PROBLEM STATEMENT: Among the records that follow, find the line with "Could you mark every instance of the long" and the line with "Could you mark every instance of the thick". Set down those lines and all lines between them exactly, without adding anything.

(Stored items from a collection)
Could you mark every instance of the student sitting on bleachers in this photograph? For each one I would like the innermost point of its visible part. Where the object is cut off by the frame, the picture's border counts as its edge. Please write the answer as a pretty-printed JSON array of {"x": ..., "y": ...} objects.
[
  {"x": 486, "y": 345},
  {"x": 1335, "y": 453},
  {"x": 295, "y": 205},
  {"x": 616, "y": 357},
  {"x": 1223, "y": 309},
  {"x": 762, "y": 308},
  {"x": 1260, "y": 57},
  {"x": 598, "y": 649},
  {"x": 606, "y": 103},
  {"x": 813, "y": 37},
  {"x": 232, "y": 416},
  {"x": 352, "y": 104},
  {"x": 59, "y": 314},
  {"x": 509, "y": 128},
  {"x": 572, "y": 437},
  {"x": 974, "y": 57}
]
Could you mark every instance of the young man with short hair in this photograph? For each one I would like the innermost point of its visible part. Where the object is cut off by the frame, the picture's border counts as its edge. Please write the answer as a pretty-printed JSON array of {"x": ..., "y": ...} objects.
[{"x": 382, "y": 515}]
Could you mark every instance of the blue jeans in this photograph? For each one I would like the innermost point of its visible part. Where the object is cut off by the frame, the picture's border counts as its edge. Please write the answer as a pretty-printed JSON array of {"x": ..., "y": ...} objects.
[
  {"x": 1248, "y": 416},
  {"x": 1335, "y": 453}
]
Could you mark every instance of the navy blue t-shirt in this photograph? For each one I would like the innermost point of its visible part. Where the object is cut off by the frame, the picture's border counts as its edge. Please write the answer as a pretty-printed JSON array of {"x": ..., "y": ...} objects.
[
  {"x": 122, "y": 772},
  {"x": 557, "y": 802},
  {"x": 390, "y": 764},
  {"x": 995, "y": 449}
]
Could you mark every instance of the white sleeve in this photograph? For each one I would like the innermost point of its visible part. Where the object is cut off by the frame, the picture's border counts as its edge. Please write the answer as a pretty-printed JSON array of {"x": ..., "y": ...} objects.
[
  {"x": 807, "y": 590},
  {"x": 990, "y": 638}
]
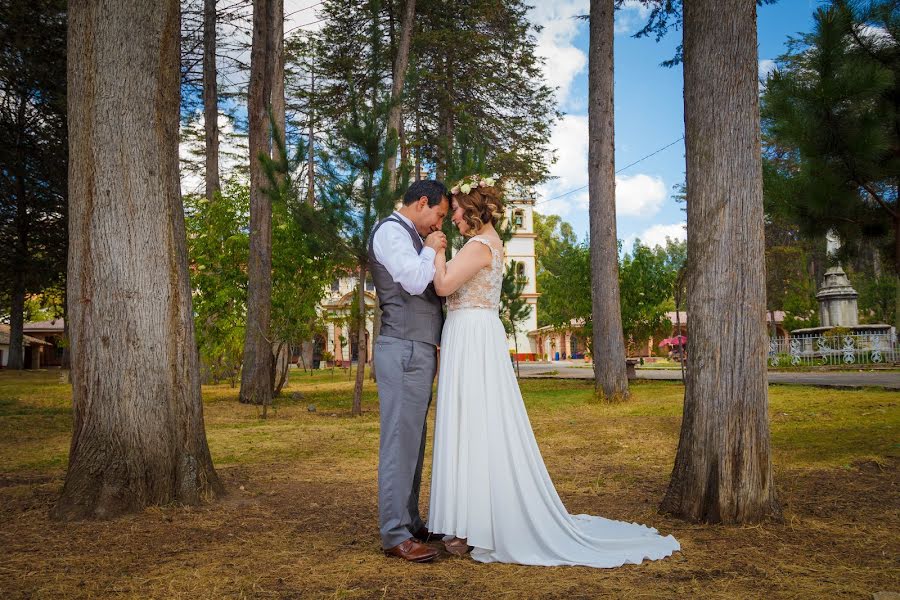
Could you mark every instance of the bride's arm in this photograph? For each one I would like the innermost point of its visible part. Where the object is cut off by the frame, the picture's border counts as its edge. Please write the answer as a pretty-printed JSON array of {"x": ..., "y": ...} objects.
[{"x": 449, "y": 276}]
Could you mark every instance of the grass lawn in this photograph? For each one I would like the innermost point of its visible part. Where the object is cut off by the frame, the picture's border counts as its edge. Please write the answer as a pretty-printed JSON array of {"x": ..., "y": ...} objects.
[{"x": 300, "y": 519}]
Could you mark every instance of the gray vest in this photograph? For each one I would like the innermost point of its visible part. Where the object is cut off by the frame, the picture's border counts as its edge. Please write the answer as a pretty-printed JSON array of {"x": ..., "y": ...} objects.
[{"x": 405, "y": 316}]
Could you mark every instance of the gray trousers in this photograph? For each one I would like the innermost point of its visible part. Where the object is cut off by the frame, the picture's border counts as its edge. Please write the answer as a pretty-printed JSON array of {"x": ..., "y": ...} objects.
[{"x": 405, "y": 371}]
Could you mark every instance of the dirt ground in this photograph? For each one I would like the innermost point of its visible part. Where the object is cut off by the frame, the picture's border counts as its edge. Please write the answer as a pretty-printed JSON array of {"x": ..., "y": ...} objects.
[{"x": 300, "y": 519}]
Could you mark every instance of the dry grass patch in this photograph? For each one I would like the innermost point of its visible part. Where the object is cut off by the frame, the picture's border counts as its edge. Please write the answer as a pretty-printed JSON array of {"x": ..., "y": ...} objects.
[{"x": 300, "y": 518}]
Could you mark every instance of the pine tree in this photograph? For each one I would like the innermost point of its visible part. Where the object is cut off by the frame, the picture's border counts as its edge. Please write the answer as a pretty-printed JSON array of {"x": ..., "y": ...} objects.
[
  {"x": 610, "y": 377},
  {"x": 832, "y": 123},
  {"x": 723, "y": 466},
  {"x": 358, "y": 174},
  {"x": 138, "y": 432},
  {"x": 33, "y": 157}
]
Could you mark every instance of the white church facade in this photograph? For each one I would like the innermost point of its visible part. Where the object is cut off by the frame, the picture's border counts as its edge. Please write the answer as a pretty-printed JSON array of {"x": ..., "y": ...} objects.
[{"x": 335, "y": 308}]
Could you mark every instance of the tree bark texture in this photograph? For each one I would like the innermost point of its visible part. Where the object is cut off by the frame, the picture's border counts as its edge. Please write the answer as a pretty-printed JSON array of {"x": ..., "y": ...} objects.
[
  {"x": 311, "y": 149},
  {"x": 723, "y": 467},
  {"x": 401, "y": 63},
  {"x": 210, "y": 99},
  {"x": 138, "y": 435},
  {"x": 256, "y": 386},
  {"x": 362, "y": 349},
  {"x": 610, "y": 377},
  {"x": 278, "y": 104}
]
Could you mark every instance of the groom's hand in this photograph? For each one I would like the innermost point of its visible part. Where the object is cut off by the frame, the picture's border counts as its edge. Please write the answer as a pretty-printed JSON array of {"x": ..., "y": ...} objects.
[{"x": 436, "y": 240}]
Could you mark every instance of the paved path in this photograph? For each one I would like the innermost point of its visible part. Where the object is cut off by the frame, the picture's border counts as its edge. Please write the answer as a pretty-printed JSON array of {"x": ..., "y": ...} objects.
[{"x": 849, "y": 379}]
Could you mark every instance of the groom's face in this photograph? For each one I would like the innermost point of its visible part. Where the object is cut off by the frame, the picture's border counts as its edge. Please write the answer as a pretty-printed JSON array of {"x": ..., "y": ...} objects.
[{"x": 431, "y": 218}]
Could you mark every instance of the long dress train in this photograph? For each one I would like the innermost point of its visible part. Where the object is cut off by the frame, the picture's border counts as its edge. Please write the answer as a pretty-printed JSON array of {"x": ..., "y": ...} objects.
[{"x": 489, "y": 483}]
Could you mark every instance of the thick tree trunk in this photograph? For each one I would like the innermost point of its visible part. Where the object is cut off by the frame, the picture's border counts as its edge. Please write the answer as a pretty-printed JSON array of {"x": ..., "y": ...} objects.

---

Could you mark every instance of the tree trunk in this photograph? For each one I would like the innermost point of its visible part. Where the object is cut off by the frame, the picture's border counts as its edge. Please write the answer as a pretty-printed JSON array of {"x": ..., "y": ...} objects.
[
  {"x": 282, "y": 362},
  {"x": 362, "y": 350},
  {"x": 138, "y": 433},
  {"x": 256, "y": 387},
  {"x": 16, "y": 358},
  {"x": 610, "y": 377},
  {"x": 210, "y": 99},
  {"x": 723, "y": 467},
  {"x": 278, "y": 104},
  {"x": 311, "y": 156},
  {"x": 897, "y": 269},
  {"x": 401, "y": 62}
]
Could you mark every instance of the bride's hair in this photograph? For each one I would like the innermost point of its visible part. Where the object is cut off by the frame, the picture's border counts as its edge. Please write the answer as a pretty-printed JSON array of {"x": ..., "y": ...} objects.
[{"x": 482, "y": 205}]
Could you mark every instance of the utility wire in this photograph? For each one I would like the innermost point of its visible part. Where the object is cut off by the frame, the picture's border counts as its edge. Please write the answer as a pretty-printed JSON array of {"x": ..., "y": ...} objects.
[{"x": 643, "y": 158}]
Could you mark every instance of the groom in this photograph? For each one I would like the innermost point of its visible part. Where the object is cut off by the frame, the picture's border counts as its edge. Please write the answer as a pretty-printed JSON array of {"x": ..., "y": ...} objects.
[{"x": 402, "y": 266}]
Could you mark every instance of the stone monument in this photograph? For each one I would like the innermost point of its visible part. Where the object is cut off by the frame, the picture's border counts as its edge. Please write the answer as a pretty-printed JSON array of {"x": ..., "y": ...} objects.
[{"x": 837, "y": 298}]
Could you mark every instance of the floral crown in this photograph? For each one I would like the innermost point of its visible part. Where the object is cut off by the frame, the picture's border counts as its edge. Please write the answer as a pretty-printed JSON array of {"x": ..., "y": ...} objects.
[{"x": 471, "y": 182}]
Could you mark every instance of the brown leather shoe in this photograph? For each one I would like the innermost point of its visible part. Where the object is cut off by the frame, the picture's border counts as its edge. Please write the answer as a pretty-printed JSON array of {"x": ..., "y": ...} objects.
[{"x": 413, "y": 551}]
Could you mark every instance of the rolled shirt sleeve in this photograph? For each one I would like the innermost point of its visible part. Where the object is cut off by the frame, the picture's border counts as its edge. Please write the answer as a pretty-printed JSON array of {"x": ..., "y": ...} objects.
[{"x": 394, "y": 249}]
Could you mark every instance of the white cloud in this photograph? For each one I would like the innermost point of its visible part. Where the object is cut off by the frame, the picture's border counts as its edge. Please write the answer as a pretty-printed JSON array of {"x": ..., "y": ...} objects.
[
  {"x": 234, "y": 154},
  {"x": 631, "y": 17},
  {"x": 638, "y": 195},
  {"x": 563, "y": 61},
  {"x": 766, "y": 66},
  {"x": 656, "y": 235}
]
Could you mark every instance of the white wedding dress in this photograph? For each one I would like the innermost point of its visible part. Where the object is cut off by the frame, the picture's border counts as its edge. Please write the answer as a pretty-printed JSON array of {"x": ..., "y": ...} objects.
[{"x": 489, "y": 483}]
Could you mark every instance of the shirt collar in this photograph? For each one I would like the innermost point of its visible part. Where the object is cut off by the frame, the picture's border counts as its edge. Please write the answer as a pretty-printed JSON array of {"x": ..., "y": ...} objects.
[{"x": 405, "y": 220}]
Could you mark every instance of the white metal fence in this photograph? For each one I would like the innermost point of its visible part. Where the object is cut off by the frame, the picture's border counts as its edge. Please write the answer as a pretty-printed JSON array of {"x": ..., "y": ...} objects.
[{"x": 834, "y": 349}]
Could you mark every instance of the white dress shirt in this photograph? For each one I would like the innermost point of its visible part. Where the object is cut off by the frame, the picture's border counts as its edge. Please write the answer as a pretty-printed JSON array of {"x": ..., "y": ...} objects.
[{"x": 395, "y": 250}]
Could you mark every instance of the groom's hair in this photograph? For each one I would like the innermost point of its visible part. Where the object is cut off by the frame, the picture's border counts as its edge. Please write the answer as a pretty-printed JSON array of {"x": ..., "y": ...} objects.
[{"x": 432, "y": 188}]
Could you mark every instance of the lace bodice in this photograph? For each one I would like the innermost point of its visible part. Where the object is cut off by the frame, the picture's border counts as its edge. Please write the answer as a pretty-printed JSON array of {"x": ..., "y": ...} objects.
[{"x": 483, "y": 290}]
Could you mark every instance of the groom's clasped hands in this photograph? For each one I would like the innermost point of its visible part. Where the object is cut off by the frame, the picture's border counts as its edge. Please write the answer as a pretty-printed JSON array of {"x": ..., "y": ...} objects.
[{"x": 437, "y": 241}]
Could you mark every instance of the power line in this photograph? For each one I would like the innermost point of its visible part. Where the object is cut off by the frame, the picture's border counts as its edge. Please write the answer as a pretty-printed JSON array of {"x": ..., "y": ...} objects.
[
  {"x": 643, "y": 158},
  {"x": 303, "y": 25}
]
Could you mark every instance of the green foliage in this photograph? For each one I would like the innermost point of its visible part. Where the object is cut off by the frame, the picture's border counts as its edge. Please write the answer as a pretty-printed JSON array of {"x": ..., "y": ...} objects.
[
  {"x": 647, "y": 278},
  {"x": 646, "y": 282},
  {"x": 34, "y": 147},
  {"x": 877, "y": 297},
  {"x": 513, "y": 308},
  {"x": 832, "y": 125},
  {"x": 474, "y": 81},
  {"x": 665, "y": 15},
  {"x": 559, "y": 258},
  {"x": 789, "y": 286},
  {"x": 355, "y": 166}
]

==

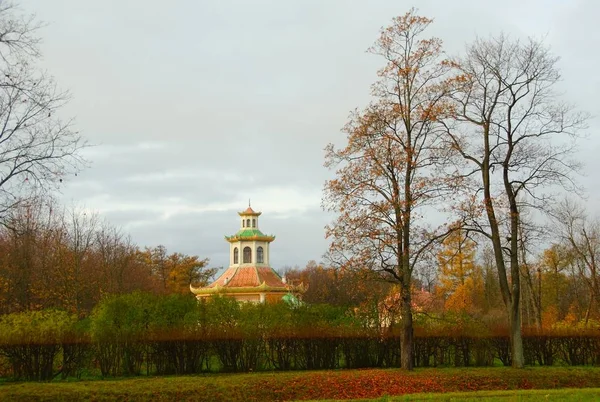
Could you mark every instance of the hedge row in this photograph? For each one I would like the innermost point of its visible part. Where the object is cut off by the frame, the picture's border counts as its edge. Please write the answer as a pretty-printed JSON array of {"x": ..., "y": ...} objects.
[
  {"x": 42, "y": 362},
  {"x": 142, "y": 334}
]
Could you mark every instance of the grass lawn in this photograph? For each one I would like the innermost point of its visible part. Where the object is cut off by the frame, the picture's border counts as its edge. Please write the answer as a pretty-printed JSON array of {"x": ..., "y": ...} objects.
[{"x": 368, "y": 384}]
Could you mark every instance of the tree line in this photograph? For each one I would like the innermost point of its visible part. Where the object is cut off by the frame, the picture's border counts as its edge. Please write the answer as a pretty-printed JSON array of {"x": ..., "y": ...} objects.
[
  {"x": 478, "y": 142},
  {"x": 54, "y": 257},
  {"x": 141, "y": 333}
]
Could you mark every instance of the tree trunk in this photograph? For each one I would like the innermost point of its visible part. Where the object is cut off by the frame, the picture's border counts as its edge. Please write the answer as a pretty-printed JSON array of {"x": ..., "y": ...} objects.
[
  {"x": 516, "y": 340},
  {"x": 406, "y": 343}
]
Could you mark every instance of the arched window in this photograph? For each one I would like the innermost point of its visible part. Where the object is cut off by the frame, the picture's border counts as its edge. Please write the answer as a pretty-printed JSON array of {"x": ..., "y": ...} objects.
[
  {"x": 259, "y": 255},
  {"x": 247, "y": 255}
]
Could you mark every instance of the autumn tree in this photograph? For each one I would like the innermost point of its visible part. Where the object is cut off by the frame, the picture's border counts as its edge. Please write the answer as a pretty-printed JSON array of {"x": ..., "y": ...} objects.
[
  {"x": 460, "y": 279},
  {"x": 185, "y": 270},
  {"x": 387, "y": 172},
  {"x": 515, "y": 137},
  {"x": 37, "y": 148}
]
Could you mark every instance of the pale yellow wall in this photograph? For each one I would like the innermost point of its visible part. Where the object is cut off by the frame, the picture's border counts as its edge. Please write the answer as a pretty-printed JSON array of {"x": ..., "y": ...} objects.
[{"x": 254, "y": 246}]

WRITTEN SOLUTION:
Could you mark every instance of the long dress train in this photograph? For each one I would like the innermost point of its visible part. Where the object is cut off by the frame, the picture's border counts as its edge. Please write the answer as a pretty-printed JSON array of {"x": ..., "y": ...} objects.
[{"x": 489, "y": 483}]
Could you mark every instance of the thick tree trunk in this photograph? For each one I would like the innermost point of its visible part. Where the object is cut off by the frame, the picture's border counts as its edge. Please write the answer as a pretty-printed JSON array of {"x": ..., "y": ...} objects.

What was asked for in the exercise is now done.